**WHAT IS REQUIRED**
Count the lines in the items below that contain the string "each", matching case exactly, and reply with only that number.
•••••
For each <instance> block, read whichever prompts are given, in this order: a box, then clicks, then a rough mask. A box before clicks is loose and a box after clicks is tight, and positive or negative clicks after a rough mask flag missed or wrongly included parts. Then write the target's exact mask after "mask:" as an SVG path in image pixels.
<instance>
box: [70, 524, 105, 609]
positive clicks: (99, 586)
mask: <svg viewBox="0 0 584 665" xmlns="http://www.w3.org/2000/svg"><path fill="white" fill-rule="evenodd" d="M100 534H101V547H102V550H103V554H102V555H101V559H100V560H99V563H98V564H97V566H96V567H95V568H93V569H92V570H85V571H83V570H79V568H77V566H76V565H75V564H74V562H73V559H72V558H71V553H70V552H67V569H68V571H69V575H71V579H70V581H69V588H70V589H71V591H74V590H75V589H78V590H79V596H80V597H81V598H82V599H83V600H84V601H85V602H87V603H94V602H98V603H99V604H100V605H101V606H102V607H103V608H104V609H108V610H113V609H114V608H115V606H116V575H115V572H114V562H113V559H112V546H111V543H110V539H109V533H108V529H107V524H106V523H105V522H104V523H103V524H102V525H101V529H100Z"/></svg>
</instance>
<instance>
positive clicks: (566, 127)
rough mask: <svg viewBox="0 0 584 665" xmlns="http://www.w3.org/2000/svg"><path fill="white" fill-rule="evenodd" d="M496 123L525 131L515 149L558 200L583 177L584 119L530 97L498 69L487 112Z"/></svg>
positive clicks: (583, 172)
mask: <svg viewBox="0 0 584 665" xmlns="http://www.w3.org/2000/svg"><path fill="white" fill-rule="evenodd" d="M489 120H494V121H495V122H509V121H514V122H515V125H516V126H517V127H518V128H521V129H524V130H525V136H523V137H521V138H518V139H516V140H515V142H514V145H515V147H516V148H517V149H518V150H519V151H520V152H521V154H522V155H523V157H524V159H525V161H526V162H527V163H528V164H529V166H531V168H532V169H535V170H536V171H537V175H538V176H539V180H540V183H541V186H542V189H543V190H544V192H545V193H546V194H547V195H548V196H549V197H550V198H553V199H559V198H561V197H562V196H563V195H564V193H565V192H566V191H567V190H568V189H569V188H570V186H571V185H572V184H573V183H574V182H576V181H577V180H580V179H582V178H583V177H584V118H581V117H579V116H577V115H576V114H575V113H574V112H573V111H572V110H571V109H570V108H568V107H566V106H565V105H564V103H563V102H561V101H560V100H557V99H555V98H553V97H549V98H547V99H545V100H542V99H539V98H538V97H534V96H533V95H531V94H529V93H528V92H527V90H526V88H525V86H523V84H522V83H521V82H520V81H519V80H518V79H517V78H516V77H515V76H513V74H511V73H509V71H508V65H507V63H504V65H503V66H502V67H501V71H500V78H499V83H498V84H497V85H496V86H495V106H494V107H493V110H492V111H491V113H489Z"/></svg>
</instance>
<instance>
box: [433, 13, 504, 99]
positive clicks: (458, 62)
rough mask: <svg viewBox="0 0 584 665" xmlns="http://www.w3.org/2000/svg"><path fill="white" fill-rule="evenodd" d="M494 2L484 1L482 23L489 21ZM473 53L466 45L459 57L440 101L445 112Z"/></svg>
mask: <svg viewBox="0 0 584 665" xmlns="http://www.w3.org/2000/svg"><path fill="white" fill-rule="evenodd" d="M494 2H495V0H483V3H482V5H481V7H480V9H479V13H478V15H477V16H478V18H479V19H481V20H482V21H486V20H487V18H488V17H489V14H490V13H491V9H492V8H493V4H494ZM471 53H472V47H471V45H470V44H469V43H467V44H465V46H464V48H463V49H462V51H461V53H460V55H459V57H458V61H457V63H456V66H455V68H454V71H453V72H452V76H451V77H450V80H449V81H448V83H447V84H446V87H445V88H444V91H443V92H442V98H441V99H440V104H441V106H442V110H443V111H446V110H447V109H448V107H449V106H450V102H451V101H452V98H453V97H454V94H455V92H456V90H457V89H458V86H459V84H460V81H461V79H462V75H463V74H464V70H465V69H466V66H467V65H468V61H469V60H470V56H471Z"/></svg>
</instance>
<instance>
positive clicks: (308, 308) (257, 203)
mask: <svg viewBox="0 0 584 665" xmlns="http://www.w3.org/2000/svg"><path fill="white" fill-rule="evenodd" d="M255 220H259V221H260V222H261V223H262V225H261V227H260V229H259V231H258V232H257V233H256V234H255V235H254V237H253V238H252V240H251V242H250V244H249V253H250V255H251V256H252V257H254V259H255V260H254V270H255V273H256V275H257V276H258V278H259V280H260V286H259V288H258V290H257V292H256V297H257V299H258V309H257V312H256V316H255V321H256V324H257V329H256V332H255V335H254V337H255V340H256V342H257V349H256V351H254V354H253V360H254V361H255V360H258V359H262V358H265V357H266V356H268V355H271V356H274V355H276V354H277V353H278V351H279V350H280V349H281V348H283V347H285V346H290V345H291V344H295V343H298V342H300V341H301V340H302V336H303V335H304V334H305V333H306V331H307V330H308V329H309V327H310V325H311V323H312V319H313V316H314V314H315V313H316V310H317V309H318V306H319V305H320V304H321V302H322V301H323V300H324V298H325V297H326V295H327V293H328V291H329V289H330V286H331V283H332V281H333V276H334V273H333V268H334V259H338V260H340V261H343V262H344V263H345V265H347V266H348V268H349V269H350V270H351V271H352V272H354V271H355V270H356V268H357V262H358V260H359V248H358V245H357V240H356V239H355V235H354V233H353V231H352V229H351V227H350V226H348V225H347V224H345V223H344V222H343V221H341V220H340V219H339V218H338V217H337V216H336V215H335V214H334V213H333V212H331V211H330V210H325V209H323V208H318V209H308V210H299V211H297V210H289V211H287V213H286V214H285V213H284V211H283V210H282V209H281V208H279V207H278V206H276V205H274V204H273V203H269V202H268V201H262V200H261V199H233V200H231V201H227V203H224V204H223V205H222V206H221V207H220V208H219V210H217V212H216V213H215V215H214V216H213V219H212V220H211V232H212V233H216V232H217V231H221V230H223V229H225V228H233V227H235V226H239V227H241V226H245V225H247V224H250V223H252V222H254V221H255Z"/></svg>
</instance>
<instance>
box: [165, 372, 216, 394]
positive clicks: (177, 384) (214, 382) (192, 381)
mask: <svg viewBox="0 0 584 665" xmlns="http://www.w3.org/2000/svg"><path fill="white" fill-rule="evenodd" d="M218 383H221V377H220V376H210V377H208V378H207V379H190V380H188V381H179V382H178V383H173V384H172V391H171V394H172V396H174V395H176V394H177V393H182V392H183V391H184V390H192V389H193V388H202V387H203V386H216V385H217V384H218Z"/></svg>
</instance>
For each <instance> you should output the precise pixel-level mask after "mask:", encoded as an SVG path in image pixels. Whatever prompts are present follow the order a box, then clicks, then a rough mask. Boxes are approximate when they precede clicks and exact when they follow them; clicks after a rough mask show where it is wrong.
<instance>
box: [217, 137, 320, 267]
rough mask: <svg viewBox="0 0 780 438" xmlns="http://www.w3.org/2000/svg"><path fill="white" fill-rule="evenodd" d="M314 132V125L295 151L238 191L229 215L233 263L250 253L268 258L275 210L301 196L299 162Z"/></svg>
•••••
**SOLUTION TO THIS PROBLEM**
2